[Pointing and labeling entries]
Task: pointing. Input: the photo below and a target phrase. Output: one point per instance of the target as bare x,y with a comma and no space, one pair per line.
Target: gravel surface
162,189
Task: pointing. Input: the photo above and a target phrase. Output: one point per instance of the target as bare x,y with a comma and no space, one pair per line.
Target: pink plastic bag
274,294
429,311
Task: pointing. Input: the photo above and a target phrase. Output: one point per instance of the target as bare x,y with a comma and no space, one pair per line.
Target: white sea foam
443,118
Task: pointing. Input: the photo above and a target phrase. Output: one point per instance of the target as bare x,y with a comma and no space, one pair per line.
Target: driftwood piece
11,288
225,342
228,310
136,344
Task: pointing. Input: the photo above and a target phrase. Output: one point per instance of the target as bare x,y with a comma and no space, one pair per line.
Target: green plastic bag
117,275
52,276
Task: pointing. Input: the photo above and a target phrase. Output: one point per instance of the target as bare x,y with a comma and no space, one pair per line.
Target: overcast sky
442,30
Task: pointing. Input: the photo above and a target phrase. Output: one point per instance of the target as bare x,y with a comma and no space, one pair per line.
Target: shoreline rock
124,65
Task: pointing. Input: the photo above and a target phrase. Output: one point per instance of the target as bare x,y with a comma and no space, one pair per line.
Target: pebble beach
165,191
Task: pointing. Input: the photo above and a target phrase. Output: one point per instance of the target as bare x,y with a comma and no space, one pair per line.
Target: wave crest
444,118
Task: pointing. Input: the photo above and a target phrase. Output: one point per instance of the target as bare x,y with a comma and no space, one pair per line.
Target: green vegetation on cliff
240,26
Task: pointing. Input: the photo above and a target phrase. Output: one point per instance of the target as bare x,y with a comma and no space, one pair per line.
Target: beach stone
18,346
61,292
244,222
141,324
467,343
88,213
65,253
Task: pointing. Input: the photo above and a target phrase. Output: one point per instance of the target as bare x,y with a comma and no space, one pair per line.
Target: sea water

Directions for this task: Can you collect each line in the rows above that contains the word "plastic" and copy those lines out?

Task solution:
Target: pink plastic bag
Target: green plastic bag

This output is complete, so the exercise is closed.